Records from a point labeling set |
——

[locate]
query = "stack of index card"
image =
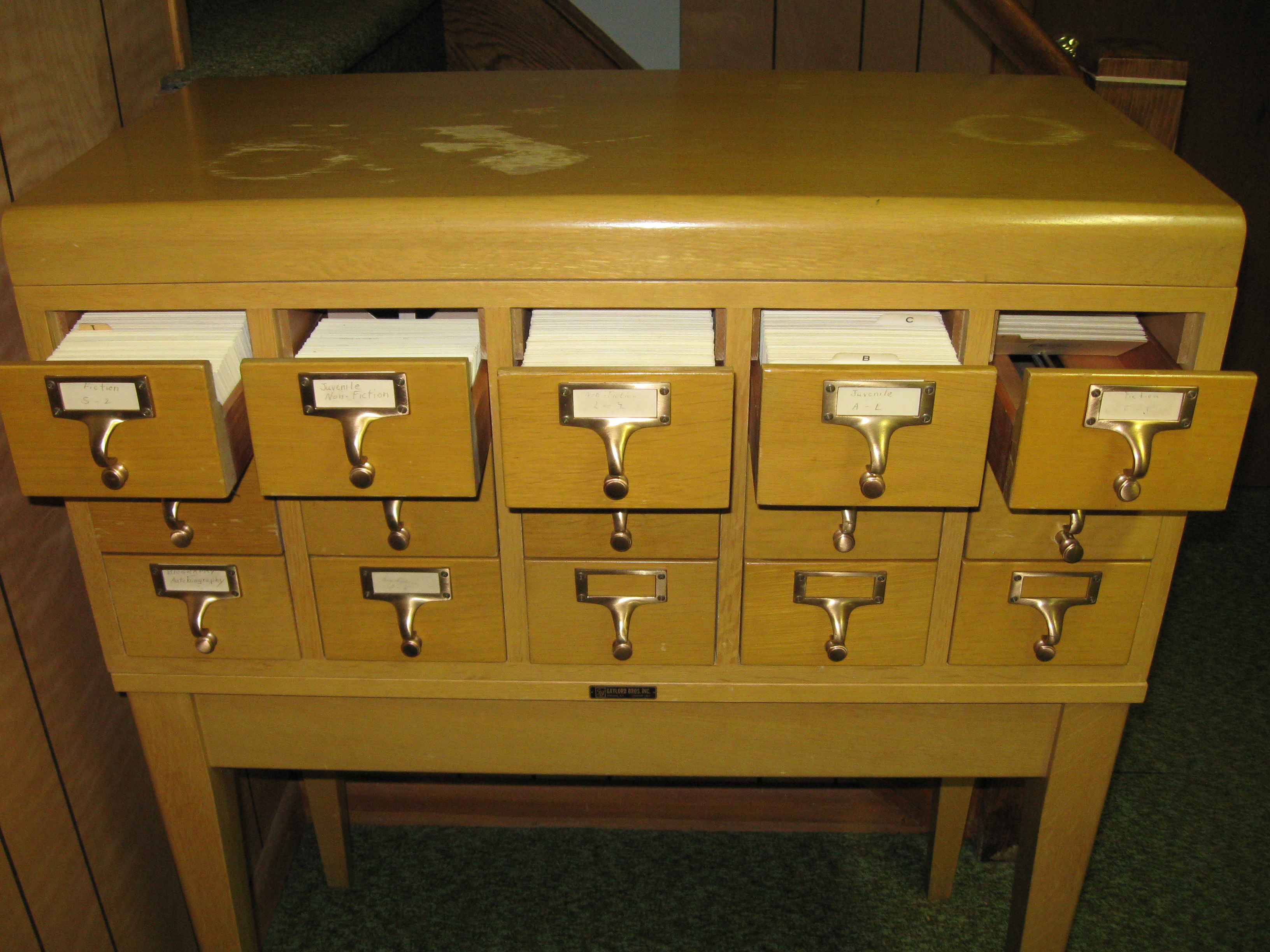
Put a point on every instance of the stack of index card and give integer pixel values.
(218, 337)
(620, 338)
(855, 337)
(458, 336)
(1091, 334)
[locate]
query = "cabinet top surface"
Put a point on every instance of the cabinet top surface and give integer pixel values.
(709, 159)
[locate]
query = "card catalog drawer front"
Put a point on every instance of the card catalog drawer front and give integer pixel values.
(997, 532)
(458, 617)
(677, 453)
(817, 445)
(621, 535)
(404, 527)
(1060, 462)
(788, 615)
(243, 525)
(567, 630)
(423, 432)
(992, 630)
(822, 534)
(256, 624)
(157, 428)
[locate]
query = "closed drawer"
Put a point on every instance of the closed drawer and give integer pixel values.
(822, 436)
(427, 437)
(811, 534)
(458, 619)
(677, 455)
(999, 532)
(884, 611)
(990, 629)
(243, 525)
(567, 630)
(172, 437)
(566, 535)
(257, 622)
(1053, 450)
(369, 527)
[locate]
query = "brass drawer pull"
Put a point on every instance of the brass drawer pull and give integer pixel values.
(621, 607)
(405, 590)
(181, 532)
(1068, 546)
(877, 409)
(838, 609)
(197, 586)
(355, 408)
(1161, 409)
(845, 536)
(1053, 609)
(89, 404)
(399, 536)
(615, 415)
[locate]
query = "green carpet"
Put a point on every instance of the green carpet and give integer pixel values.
(1182, 861)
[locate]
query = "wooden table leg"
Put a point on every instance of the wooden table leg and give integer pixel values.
(328, 807)
(948, 830)
(1060, 822)
(200, 810)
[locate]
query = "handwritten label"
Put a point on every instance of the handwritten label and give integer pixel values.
(376, 394)
(100, 395)
(879, 402)
(602, 404)
(1140, 405)
(405, 583)
(196, 581)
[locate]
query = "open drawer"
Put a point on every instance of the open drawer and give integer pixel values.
(616, 439)
(1093, 438)
(369, 427)
(122, 429)
(846, 436)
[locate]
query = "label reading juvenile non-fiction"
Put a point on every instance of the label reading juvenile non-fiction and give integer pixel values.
(1141, 405)
(879, 402)
(601, 404)
(100, 395)
(196, 579)
(351, 391)
(405, 583)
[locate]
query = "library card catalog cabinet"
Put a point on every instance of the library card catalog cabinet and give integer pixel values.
(629, 423)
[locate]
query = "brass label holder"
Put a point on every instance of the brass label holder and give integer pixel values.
(198, 590)
(1053, 609)
(877, 423)
(355, 412)
(617, 422)
(621, 607)
(1140, 433)
(396, 591)
(101, 417)
(838, 609)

——

Print the complete listing exactly as it stands, without its pictures.

[locate]
query = "stack of index card"
image =
Put a point on every instance of the stack of index card and give integer pixel values.
(218, 337)
(620, 338)
(855, 337)
(458, 336)
(1091, 334)
[locate]
query = "cabinet top surface"
Put a point on every instance of the cabinet top surface and give integer pixel values.
(709, 159)
[locate]
query = "card catalog drawer front"
Put a point on every instance of the card catalog drawer front and give integer pixel values.
(997, 532)
(458, 617)
(677, 453)
(817, 445)
(621, 535)
(404, 527)
(1060, 462)
(788, 615)
(243, 525)
(567, 630)
(423, 432)
(992, 630)
(822, 534)
(256, 624)
(157, 428)
[locate]
query = "closed drawer"
Put a point on every instance of the closed drawer and give integer pixel values.
(822, 436)
(427, 437)
(811, 534)
(458, 619)
(677, 455)
(999, 532)
(884, 611)
(990, 629)
(243, 525)
(567, 630)
(172, 437)
(566, 535)
(257, 622)
(1053, 450)
(369, 527)
[locate]
query = "brass drawer pull"
Put a point on every instance of the brass drawer pull and give integer pixel values.
(621, 607)
(405, 590)
(181, 532)
(1068, 546)
(877, 409)
(838, 609)
(197, 586)
(355, 408)
(1161, 409)
(845, 536)
(1053, 609)
(89, 404)
(399, 536)
(615, 415)
[locate]
query = "green carpet"
Put a point on every instance of the green carpet and give integer pixel values.
(1182, 861)
[locate]
query = "wooden table leg"
Put a point on every instance of the wooden table leg and give integer pixel values.
(328, 807)
(948, 830)
(1060, 822)
(200, 810)
[locate]
query = "handwritten label"
Put a point on every instance of the handwritten label and give integer pixel values.
(376, 394)
(100, 395)
(879, 402)
(602, 404)
(1140, 405)
(405, 583)
(196, 581)
[locate]
query = "open drawer"
Put a point on every instance of the open drawer and give integer pixel values.
(616, 439)
(1093, 438)
(369, 427)
(122, 429)
(846, 436)
[locate]
query = "label reading juvenile non-fiction"
Put a point on every instance of the label reading juvenile non-fiction and give integer pixel values.
(1141, 405)
(879, 402)
(601, 404)
(100, 395)
(196, 579)
(351, 391)
(405, 583)
[locate]
query = "library card catalog cabinet"
Put a point on every instance of the library card catalog cabinet and give integer pixel values.
(629, 423)
[locate]
query = "brass label holder"
Put a point on every instance of the brass label holder and give integer pixel values.
(198, 590)
(1053, 609)
(877, 423)
(355, 412)
(617, 422)
(621, 607)
(1140, 433)
(396, 591)
(101, 417)
(838, 609)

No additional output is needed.